## READING TEXT
━━━━━━━━━━━━━━━━

Timothy Shawn Fortugno (born April 11, 1962) is a former Major League Baseball pitcher and current scout, working for the New York Mets as of November 2015.

Career
He graduated in 1980 from Uxbridge High School (Uxbridge, Massachusetts). Fortugno is an alumnus of Golden West College and Vanguard University of Southern California.

Fortugno signed with the Seattle Mariners as an amateur free agent in 1986. He was traded along with Phil Bradley from the Mariners to the Philadelphia Phillies for Glenn Wilson, Mike Jackson and Dave Brundage at the Winter Meetings on December 9, 1987. He made his major league debut at the age of 30 with the California Angels on July 20, 1992, and appear in his final game on July 26, 1995. His last year in professional baseball was in 1998. He played until he was 36 years old, ultimately, venturing into scouting.

Primarily a relief pitcher during his professional career (1986–1997), his first major league win came in his second start. On July 25, 1992, Fortugno hurled a three-hit shutout against the Detroit Tigers, striking out 12.

━━━━━━━━━━━━━━━━

## INFORMATION SUPPLIED

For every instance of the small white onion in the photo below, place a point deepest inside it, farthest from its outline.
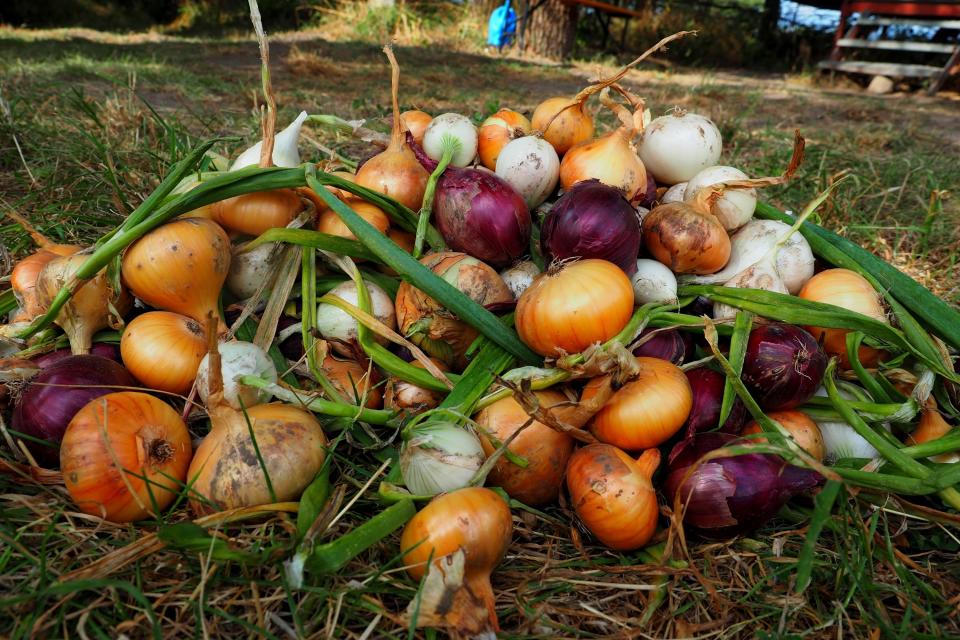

━━━━━━━━━━━━━━━━

## TASKS
1 > Repeat the stretch of the Fortugno biography from "Fortugno signed with" through "venturing into scouting.".
2 > Translate this sentence from the Fortugno biography into Spanish: "Fortugno signed with the Seattle Mariners as an amateur free agent in 1986."
The material comes from a different source than the Fortugno biography.

## ANSWERS PER TASK
1 >
Fortugno signed with the Seattle Mariners as an amateur free agent in 1986. He was traded along with Phil Bradley from the Mariners to the Philadelphia Phillies for Glenn Wilson, Mike Jackson and Dave Brundage at the Winter Meetings on December 9, 1987. He made his major league debut at the age of 30 with the California Angels on July 20, 1992, and appear in his final game on July 26, 1995. His last year in professional baseball was in 1998. He played until he was 36 years old, ultimately, venturing into scouting.

2 > Fortugno firmó con los Marineros de Seattle como agente libre aficionado en 1986.